◆ EXERCISE PROMPT
Give the entries again exactly as they appear, but without the images.

______________________________

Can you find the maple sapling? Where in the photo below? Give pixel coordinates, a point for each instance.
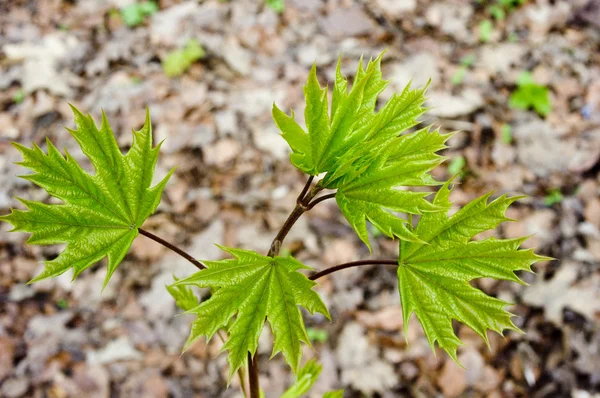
(366, 160)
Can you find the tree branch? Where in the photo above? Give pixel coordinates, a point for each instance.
(171, 246)
(319, 200)
(253, 375)
(359, 263)
(302, 205)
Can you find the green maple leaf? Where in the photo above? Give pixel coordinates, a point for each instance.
(253, 288)
(183, 295)
(307, 376)
(434, 275)
(102, 212)
(373, 192)
(333, 137)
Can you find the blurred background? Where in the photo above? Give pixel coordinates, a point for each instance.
(520, 79)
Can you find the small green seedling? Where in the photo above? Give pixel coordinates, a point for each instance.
(136, 13)
(486, 29)
(369, 160)
(457, 165)
(179, 61)
(531, 95)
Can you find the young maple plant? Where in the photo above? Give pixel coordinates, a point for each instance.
(366, 160)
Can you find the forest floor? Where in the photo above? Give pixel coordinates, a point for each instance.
(234, 186)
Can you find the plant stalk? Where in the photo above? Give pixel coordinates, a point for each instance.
(303, 204)
(351, 264)
(171, 246)
(253, 376)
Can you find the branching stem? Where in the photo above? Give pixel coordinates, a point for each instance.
(302, 205)
(319, 200)
(171, 246)
(350, 265)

______________________________

◆ EXPECTED ANSWER
Can you find the maple sapling? Where in the photo below? Give pixel coordinates, a point for each instance.
(366, 160)
Can you find the tree branch? Where in the photo above? Give pixel coordinates, a point for each instance.
(171, 246)
(319, 200)
(253, 375)
(359, 263)
(302, 205)
Can you find the green maple leaf? Where in the photo above? Give pixel coordinates, a point for each instance.
(253, 288)
(183, 295)
(307, 376)
(434, 275)
(102, 212)
(373, 192)
(333, 137)
Can you find the blurred background? Where in the photo above? Give pixel coordinates, a point for each instance.
(520, 79)
Can you find the small green seedling? Where in the photo above? Give pixel coordinates, a point for each instance.
(136, 13)
(486, 29)
(369, 160)
(457, 165)
(179, 61)
(531, 95)
Can you find the young maple plant? Where in the photo above? Give pixel coordinates, a point for each instance.
(366, 160)
Can you find the forest floor? Where in the photo above? Give pixel coordinates, a point for each instance.
(234, 186)
Can you find the plant stalk? Where in the photo above? Give pixel coordinates, a point for each instance.
(303, 204)
(351, 264)
(171, 246)
(253, 376)
Can you find the branching stem? Where in the photo above? Give pixel coordinates, a point for each instance.
(302, 205)
(319, 200)
(171, 246)
(350, 265)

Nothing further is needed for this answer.